Problem to work on> Pull out the rows between the line holding "of the dried" and the line holding "column 517, row 348", inclusive, and reproduce them word for word. Leave the picture out of your answer.

Input for this task>
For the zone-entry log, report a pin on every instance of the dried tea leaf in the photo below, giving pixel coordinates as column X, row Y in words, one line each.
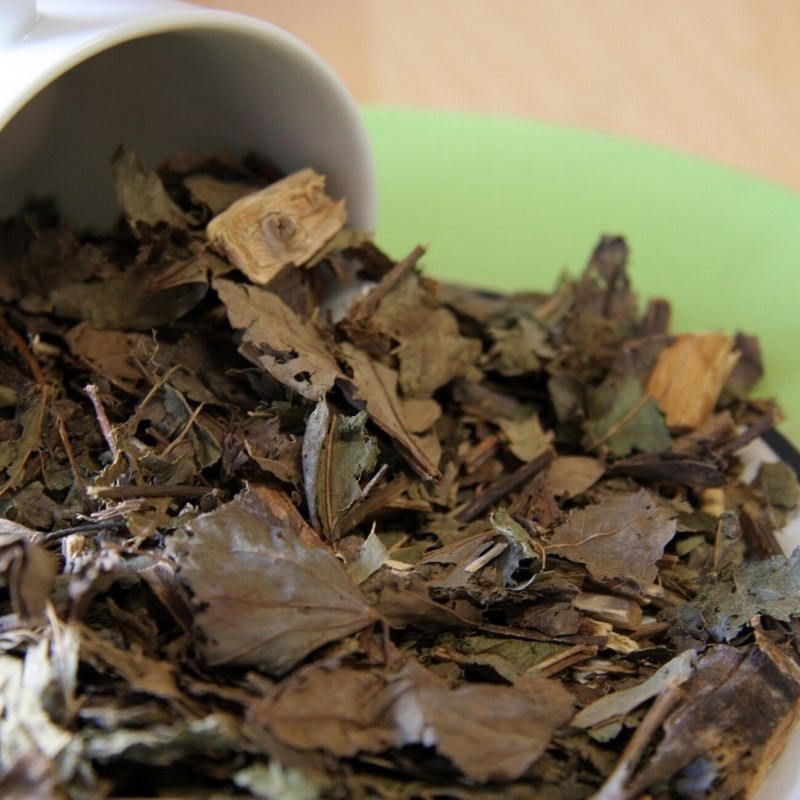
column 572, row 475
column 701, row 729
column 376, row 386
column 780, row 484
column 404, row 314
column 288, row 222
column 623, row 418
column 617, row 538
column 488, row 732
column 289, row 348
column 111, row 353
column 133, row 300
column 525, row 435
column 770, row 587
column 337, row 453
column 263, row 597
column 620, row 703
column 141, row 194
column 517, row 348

...

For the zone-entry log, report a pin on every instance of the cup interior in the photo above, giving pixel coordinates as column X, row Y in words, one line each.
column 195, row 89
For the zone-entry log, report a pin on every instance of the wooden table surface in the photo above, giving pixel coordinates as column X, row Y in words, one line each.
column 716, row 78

---

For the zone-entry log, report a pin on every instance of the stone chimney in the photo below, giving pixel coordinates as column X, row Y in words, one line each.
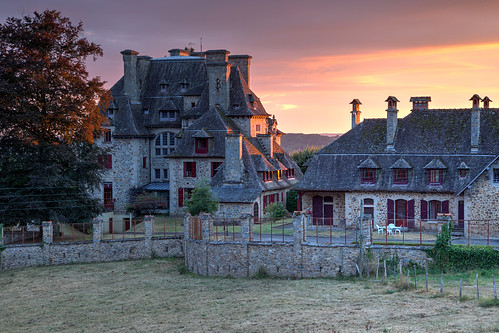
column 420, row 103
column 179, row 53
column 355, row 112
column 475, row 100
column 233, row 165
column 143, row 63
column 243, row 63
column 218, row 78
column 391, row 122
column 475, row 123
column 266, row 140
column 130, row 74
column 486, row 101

Completed exercise>
For the zone-entry log, report a pin on every instance of the dried tea leaf in the photo below, giving pixel coordinates as column X, row Y in words, one line each.
column 572, row 475
column 701, row 729
column 376, row 386
column 780, row 484
column 404, row 314
column 288, row 222
column 623, row 418
column 617, row 538
column 488, row 732
column 289, row 348
column 111, row 353
column 133, row 300
column 525, row 435
column 770, row 587
column 337, row 453
column 263, row 597
column 620, row 703
column 141, row 194
column 517, row 348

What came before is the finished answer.